*Short task*: Copy out every entry below, swapping "with one dot" for "with a single dot" each time it occurs and changing nothing else. Omit the pictures from your copy.

# Record set start

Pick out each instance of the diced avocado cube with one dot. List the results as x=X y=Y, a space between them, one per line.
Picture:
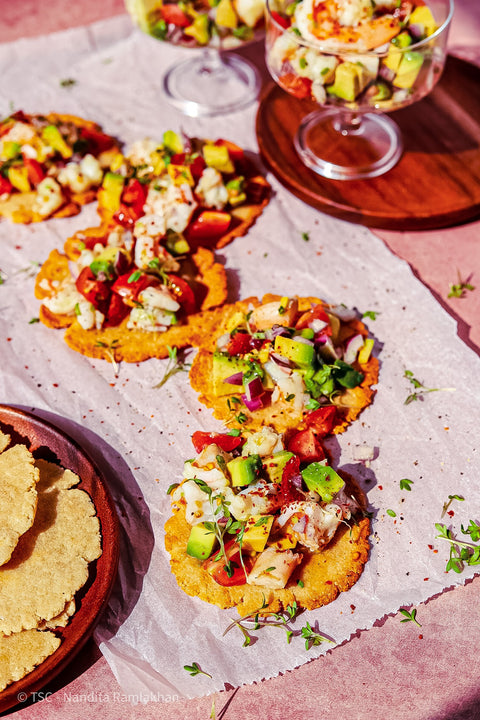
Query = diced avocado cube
x=244 y=470
x=422 y=15
x=275 y=464
x=226 y=15
x=223 y=366
x=217 y=156
x=257 y=530
x=18 y=176
x=323 y=480
x=53 y=137
x=408 y=70
x=350 y=79
x=111 y=191
x=10 y=150
x=300 y=353
x=199 y=29
x=201 y=542
x=172 y=141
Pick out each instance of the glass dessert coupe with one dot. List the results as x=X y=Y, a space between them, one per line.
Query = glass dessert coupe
x=356 y=73
x=213 y=81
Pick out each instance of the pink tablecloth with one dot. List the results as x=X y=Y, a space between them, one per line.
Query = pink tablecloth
x=427 y=673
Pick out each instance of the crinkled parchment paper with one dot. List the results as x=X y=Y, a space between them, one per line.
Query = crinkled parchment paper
x=141 y=435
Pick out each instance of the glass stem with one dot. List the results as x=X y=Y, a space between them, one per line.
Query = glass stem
x=211 y=61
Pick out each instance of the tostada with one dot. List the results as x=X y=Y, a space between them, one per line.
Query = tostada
x=51 y=165
x=120 y=294
x=286 y=362
x=199 y=192
x=254 y=526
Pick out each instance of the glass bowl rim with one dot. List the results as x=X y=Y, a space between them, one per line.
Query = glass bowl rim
x=317 y=46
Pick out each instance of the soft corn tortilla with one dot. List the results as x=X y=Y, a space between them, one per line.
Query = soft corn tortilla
x=21 y=652
x=208 y=280
x=50 y=562
x=324 y=574
x=18 y=496
x=19 y=206
x=280 y=415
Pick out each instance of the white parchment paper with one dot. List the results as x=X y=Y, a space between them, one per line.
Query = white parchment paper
x=140 y=436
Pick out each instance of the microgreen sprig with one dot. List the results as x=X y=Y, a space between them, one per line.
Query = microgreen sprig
x=174 y=365
x=461 y=553
x=420 y=388
x=460 y=288
x=195 y=669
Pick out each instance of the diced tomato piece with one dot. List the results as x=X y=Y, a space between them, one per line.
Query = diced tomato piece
x=240 y=344
x=209 y=225
x=218 y=568
x=322 y=420
x=117 y=311
x=98 y=141
x=197 y=166
x=128 y=286
x=295 y=85
x=35 y=171
x=224 y=441
x=171 y=13
x=306 y=446
x=235 y=151
x=95 y=291
x=5 y=185
x=315 y=313
x=183 y=294
x=134 y=193
x=280 y=20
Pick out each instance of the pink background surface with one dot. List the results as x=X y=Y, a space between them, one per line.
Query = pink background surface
x=393 y=670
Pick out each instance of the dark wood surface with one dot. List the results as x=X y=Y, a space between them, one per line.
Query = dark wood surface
x=435 y=184
x=46 y=441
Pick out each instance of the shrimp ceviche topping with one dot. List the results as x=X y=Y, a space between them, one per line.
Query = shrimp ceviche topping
x=281 y=360
x=252 y=519
x=199 y=22
x=352 y=52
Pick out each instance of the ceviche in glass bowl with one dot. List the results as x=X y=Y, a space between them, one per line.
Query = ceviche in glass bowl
x=214 y=81
x=356 y=59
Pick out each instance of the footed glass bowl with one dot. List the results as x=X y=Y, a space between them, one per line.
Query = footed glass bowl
x=388 y=58
x=213 y=81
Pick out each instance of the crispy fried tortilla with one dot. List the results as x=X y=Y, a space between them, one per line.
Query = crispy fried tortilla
x=206 y=277
x=280 y=413
x=323 y=575
x=29 y=157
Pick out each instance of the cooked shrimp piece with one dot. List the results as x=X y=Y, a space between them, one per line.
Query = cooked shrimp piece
x=350 y=24
x=273 y=568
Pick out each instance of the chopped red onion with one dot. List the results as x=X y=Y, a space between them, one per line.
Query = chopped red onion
x=252 y=405
x=235 y=379
x=352 y=347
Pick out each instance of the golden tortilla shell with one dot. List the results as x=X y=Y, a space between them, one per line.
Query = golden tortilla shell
x=324 y=574
x=281 y=415
x=206 y=277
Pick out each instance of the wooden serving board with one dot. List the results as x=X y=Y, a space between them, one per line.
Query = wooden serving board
x=435 y=184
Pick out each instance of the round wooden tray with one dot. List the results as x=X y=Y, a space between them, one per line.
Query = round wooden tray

# Record set end

*Complete output*:
Pick out each instance of the diced avocado cube with a single dot. List the results as x=X y=Y, a space between them, one per line.
Picture:
Query = diced avocado cube
x=244 y=470
x=422 y=15
x=275 y=464
x=226 y=15
x=223 y=366
x=217 y=156
x=257 y=530
x=18 y=176
x=323 y=480
x=53 y=137
x=408 y=70
x=350 y=79
x=111 y=191
x=10 y=150
x=300 y=353
x=199 y=29
x=201 y=542
x=172 y=141
Pick out each instance of the glass dessert coupe with a single dot. List the results as x=X y=Y, a space between them, one per line.
Query = glass dessert coupe
x=356 y=73
x=213 y=81
Pick out each instance of the pink tablecloth with a single dot. List the results as x=X y=Y, a space between them, one per line.
Query = pink tablecloth
x=427 y=673
Pick out each instance of the crinkled parchment paper with a single dot. List the results as x=X y=Y, a space between them, one per line.
Query = crinkled parchment paper
x=141 y=435
Pick out each instance of the glass stem with a single dot. List the results as x=X y=Y, a space between them, one per line.
Query = glass stem
x=211 y=61
Pick out each instance of the tostada with a single dot. List the results as x=X y=Y, a space between them, one per line.
Query = tostada
x=51 y=165
x=120 y=294
x=286 y=362
x=199 y=192
x=254 y=526
Pick out each instance of the glass bowl rim with a single dot. List the results as x=X y=Y, a space between them, one per line.
Query = glass bowl rim
x=317 y=46
Pick out each instance of the soft corn tortilla with a single dot. List the results as x=X y=Y, a space between them, one per line.
Query = soft corn tortilla
x=21 y=652
x=208 y=280
x=50 y=562
x=324 y=574
x=18 y=496
x=19 y=206
x=280 y=415
Pick out each instance of the white parchment paper with a single dot. List the results as x=X y=Y, a space between them, one per line.
Query = white parchment paper
x=140 y=436
Pick out each instance of the microgreen sprig with a single dot. List the results as x=X y=Y, a space between them, one per line.
Query = microgreen sprig
x=174 y=365
x=461 y=553
x=420 y=388
x=460 y=288
x=195 y=669
Pick out each instance of the diced tomato piece with a single dot. List the results as x=X y=Y, a space between them, one per line.
Query = diced tomato piece
x=240 y=344
x=209 y=225
x=218 y=568
x=322 y=420
x=117 y=311
x=98 y=141
x=197 y=166
x=128 y=286
x=295 y=85
x=35 y=171
x=224 y=441
x=171 y=13
x=306 y=446
x=235 y=151
x=95 y=291
x=5 y=185
x=315 y=313
x=183 y=294
x=134 y=193
x=280 y=20
Pick out each instance of the pink background surface with a single dot. List the results as x=X y=Y, a space between them, one per line.
Query = pink background surface
x=393 y=670
Pick out each instance of the dark wood surface with a single dot. List the results as x=X y=Y, a space between them, one per line.
Query = dark wood surface
x=435 y=184
x=46 y=441
Pick out each instance of the shrimp ceviche topping with a single dot. List the results as x=X y=Y, a space between them, one per line.
Query = shrimp ceviche topping
x=281 y=360
x=252 y=519
x=199 y=22
x=352 y=52
Pick out each instance of the ceviche in glass bowl with a single dot. List the results as x=X y=Y, a space between them, one per line.
Query = ceviche in glass bowl
x=214 y=81
x=356 y=59
Pick out each instance of the footed glass bowl with a single dot. List the results as x=X y=Y, a space between them, one per line.
Query = footed glass bowl
x=388 y=58
x=213 y=81
Pick out each instance of the crispy fried tortilla with a single dot. List the results as x=X y=Y, a space between them, one per line.
Query = crispy fried tortilla
x=206 y=277
x=280 y=413
x=323 y=575
x=29 y=157
Pick out each instance of the cooked shrimp piece with a single dot. List the results as x=X y=Y, a space between them, one per line.
Query = cooked shrimp piece
x=350 y=24
x=273 y=568
Pick out each instance of the chopped red onion with a single dot. List the results as x=X y=Y, a space between them, one per line.
Query = chopped red onion
x=252 y=405
x=235 y=379
x=352 y=347
Pick out each instance of the golden tortilla shell with a single dot. List the results as x=X y=Y, a space between them, one per line.
Query = golden tortilla shell
x=324 y=574
x=281 y=415
x=206 y=277
Pick out each instance of the wooden serving board with a single dot. List the results as x=X y=Y, a space between them, one per line.
Query = wooden serving board
x=435 y=184
Pick out each instance of the round wooden tray with a single dot. List the results as x=X y=Y, a space between them, one per line.
Query = round wooden tray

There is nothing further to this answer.